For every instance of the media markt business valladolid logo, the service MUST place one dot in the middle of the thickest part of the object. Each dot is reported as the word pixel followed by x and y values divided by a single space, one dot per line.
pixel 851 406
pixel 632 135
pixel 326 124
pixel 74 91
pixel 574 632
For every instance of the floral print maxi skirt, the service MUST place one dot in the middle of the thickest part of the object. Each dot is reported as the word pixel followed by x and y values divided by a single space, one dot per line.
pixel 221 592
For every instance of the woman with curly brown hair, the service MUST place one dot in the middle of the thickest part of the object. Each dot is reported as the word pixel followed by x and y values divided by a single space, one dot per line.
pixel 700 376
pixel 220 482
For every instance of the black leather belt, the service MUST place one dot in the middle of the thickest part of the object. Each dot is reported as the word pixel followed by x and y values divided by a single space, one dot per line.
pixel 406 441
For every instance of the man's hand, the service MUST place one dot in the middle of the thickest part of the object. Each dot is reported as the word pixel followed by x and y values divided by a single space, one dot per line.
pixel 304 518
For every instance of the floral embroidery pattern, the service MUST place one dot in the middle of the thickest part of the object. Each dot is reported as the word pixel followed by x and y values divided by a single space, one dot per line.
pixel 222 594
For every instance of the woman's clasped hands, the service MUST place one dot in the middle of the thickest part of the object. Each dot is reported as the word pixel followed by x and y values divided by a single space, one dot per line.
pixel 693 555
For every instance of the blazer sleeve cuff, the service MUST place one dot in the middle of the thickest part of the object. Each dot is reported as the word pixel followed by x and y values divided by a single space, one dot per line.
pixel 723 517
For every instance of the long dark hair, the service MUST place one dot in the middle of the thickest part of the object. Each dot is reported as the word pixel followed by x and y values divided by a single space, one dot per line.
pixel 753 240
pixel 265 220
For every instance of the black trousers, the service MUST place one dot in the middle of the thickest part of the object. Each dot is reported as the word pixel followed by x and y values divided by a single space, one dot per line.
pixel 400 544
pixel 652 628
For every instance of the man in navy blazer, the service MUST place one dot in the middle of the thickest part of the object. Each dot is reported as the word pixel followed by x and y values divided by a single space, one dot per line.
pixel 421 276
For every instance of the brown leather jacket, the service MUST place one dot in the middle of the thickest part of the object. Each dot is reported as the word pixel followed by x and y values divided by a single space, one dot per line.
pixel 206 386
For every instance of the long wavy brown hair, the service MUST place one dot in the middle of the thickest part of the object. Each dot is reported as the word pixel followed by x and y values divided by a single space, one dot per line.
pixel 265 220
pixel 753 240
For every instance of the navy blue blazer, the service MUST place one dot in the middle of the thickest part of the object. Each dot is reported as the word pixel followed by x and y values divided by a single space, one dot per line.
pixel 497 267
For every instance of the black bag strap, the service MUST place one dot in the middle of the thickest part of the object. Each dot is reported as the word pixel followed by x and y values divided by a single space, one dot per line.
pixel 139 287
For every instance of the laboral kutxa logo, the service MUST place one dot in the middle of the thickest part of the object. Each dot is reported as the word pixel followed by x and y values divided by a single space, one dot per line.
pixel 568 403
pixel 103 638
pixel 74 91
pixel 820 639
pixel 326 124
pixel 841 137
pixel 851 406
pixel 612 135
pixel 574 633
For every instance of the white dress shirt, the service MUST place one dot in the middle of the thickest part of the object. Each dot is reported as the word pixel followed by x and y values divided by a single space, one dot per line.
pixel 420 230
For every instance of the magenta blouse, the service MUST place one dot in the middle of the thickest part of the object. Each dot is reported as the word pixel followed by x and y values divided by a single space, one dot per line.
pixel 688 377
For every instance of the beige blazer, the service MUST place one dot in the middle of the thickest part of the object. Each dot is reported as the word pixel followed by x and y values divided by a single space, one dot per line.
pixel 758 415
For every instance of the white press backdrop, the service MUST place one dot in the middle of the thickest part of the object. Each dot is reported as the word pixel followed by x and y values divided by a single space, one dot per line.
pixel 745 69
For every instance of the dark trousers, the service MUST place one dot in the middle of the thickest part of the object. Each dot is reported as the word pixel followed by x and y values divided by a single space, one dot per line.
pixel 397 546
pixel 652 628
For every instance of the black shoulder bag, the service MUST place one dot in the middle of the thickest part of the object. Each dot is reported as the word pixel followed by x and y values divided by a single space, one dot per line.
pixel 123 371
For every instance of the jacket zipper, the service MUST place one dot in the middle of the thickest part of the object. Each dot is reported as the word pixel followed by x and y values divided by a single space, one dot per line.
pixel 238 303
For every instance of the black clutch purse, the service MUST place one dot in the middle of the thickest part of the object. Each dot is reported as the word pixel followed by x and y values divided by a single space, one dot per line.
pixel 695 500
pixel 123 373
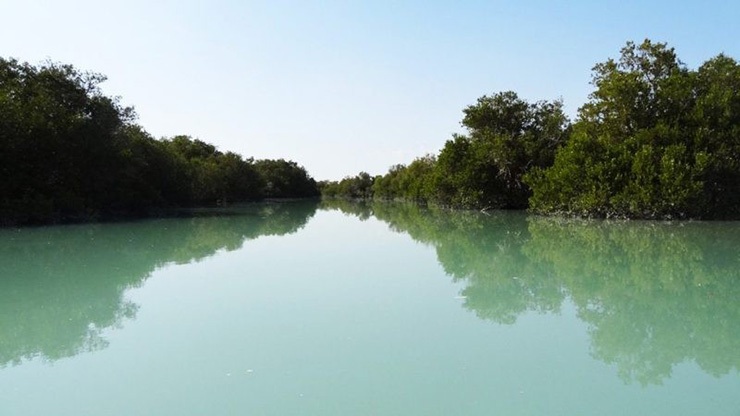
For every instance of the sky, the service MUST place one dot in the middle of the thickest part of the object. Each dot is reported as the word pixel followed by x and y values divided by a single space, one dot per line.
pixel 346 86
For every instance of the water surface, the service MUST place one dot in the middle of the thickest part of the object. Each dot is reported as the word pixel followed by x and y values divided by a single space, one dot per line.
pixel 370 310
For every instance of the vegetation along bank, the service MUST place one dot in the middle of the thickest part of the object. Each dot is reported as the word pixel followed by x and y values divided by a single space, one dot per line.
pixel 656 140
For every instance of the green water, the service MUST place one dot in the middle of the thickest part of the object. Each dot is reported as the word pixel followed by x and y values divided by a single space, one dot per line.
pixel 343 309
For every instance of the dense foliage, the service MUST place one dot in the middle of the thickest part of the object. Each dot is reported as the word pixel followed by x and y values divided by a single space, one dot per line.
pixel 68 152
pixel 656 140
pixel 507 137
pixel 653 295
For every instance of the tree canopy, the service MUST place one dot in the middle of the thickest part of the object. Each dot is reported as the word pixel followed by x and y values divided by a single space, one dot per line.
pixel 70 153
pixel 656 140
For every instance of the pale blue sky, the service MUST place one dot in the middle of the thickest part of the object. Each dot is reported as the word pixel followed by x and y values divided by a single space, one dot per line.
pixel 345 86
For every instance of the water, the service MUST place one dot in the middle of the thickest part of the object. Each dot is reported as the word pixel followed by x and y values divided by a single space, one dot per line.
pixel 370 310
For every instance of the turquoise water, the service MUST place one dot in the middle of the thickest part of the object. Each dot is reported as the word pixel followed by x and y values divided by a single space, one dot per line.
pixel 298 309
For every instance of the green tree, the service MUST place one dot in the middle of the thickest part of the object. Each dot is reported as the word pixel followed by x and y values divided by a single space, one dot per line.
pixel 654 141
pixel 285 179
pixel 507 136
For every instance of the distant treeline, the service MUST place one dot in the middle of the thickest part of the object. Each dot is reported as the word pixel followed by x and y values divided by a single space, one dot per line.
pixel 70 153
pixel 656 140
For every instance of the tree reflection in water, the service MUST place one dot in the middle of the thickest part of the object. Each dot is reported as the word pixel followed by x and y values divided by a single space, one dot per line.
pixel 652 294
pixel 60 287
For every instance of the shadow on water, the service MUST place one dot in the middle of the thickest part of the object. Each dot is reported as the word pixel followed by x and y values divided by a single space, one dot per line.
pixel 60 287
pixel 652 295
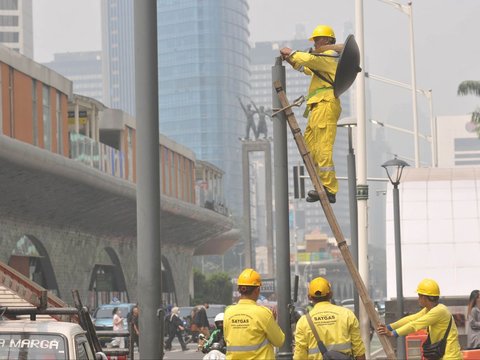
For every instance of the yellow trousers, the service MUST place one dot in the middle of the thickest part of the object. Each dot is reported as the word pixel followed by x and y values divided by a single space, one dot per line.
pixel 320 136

### [Activity]
Every line above should be copied exactly; do not carry over the pictures.

### [Answer for the task]
For every instance of the media markt business valladolid logo, the service MUST place one dot in the middle of the thickest part of the object. Each dot is reported as the word pixel followed by x and y values divided by a single space, one dot per line.
pixel 851 406
pixel 632 135
pixel 326 124
pixel 74 91
pixel 574 632
For every instance of the floral print maxi skirt, the service MUST place one dot in the middle of the thickest part of the object. Each dot is reported as the word pixel followed by x and y values divided by a single space, one dot per line.
pixel 221 592
For every instance of the woman with curly brown hair, the service MUST place one dot in the middle of the thickest part of the object. Each dot is reported as the word pixel followed by x and y values divided by a single space, one dot per line.
pixel 700 376
pixel 220 482
For every instance of the black leather belt, the service MUST place one dot in the middle of the thickest part of the object. Each dot is reported as the word pixel followed by x and y values divided by a single space, one dot per line.
pixel 406 441
For every instance of the man's hand, the service MUST place one dot in the middle of the thickest part of the object. Each dot is reported as the word pixel followed by x and y values divided by a single space, one dot per line.
pixel 304 518
For every instance of the floral embroidery pattern, the service MUST place one dot in the middle of the thickest part of the object. Each dot is reported as the word pixel followed by x and y values divided by a single space, one dot per line.
pixel 222 594
For every instance of the woman's clasped hands, the service MUST place one dot in the middle of the thickest part of the object. Each dot is reported as the word pixel followed by x and y values divided by a single space, one dot per line.
pixel 693 555
For every instance of the blazer sleeve cuff, the service MUST place one dot in the middle of the thickest part of the object. Each dot is reported as the word pixel followed by x and y values divided by a single space, one dot per line.
pixel 723 517
For every instance of the long dark hair, the service MUST place one dot in the middle of the thickest part of the object. Each dot is reported as the word pixel followed by x and y values divided by a single space, one dot per line.
pixel 753 240
pixel 265 220
For every instance of the black trousers, the service MUST place one dot in the middle of the thickest part of the object. Each dot is reported as the word pixel followed by x and y values divided by a single space, one dot per line.
pixel 400 544
pixel 652 628
For every instance of the man in navy blazer, the service MUST place one dot in the middle of the thickest part of the object. Each dot is reported as the word pixel followed by x and y values divided by a single space, one dot per line.
pixel 421 276
For every instance of the brown leather jacket, the service MUST place one dot in the middle of the thickest part of the object. Each dot is reported as the word pixel followed by x and y values divided by a single space, one dot per line.
pixel 206 386
For every instance of the long wavy brown hair, the service MUST place one dot in the middle of the thickest part of the object. Each dot is reported as the word pixel followed by x and y values divided by a single space, one dot per line.
pixel 265 220
pixel 753 240
For every instance of the navy blue blazer, the service MUST place one dot in the middle of the thickest part of the object. Each dot is reported as the word pixel followed by x and y values divided by a single space, one dot per line.
pixel 497 267
For every instance of the black bag strap, the service MUST place one dot in the middle of the thickest part of the object. Each dot is reported as the word pixel followed by x and y values divided by a single space, one dot per line.
pixel 139 287
For every instance of the laboral kutxa logo, the service MUST place one dot in the middle of the thickest part of the object. Each dot is reported as the word pixel followed by x and y values divided by a single space, one dot per line.
pixel 568 403
pixel 103 638
pixel 74 91
pixel 820 639
pixel 326 124
pixel 841 137
pixel 851 406
pixel 612 135
pixel 574 633
For every instance of the white dress shirt, the service MUST place one dot in the middle of the thickest part of the object. Each dot is reported as the word pixel followed by x and y values divided by a single space, one dot per line.
pixel 420 230
For every instance of the magenta blouse, the service MUST place one dot in the middle of the thickest part of the object. Each dot is reported as the word pixel followed by x and y values divided by a single space, one dot per line.
pixel 688 377
For every instance of the beige blazer, the service MUST place one dot in the middle of the thickest part of the object. Each dot is reported as the word pixel followed by x and y values divided by a single space, one dot per line.
pixel 758 415
For every instance of the white press backdrop, the service MUST place one dot in the middle of the thickest part of the object. Each dot is reported as the word pixel followed by x and y values divided by a single space, one dot per line.
pixel 745 69
For every instance of the dark trousers, the service MUST place one dot in the middle of the thickest part of the object. Each dot is reported as the word pixel followed by x and y values divided by a single space, one dot per line.
pixel 397 546
pixel 652 628
For every instance of the black shoulder bag, the service MUST place one dot in the middle of the thickest part of the object. Each dot is reported as the word pixel followed by x and y values divided by a single space, one dot per line.
pixel 123 371
For every instance of the jacket zipper, the service MUST place one dot in the middle of the thickest part of the object. Each dot is reported as the word pixel followed by x and y values divided by a single space, one dot per line.
pixel 238 303
For every instance of the black clutch purse, the service MUST place one dot in the middle of the thickest part of the object. Each dot is reported as the word pixel followed by x and y values divided by a single space, one dot per line.
pixel 695 500
pixel 123 373
For every instance of the sky, the service MUST place one dot in the middle of the thickest part of the object. Each dot is reported as the word pixel followed by x and y values divided by a single space, one dot per line.
pixel 346 86
For every instance of the water surface, the service MUST place one dot in the middle of the thickest part of the object. Each dot is reported as the word pixel followed by x and y values divided by a single space, one dot per line.
pixel 370 310
For every instance of the vegetation along bank, the service MUST place one dot in the middle of the thickest part of the object. Each dot is reported as the word pixel followed by x and y values divided by a single space, one dot per line.
pixel 656 140
For every instance of the green water, the service MUST place one dot in the middle of the thickest part of the object. Each dot is reported as the word pixel followed by x and y values divided by a single space, one dot per line.
pixel 343 309
For every instance of the dense foliage, the service MUST place one dot in the middle of the thickest part of the object. Each dot is reported as the word pixel followed by x and y values divided by a single space, one dot per line.
pixel 68 152
pixel 656 140
pixel 507 137
pixel 653 295
For every instance of the tree canopy, the service MUST place one dot in the middle of the thickest part of the object. Each dot is reported as the word pixel followed by x and y values divided by a single space, one dot per line.
pixel 70 153
pixel 656 140
For every instance of the pale blue sky, the service MUST place one dot in the middle of the thickest part of the object. Each dot is reported as the word pixel followed by x and y values divided by a single space, one dot per line.
pixel 345 86
For every instance of the water, the service MUST place one dot in the middle of the thickest part of the object. Each dot is reported as the word pixel followed by x and y values divided by a single space, one dot per line.
pixel 370 310
For every instance of the turquoise water, the service MUST place one dot in the middle of the thickest part of the object. Each dot is reported as the word pixel followed by x and y values divided by a single space, one dot per line.
pixel 298 309
For every instance of the green tree, the service MUST place one dot in the middle of the thickest part of the object. Each dot is reported as the word pixel followed by x and y values divided by a single space, one dot per line.
pixel 654 141
pixel 285 179
pixel 507 136
For every instance of the distant treeline, the service MUST place one dot in the middle of the thickest part of the object. Each dot is reported as the word pixel followed by x and y values divided by a single space, one dot per line.
pixel 70 153
pixel 656 140
For every instance of the tree reflection in water, the service MUST place one dot in the middle of the thickest part of the object. Each dot is reported as the word pixel followed by x and y values divided by a single space, one dot per line.
pixel 652 294
pixel 60 287
For every instance of the shadow on water, the service MUST place one dot in the middle of the thickest part of the object. Each dot is reported as the word pixel followed by x and y values divided by a single space, one dot per line.
pixel 60 287
pixel 652 295
For every instance of the yellow trousers, the service MUST place one dot in the middle of the thickest part of the object. Each dot is reported as the word pixel followed by x and y values divided by a single space, one dot per line.
pixel 320 136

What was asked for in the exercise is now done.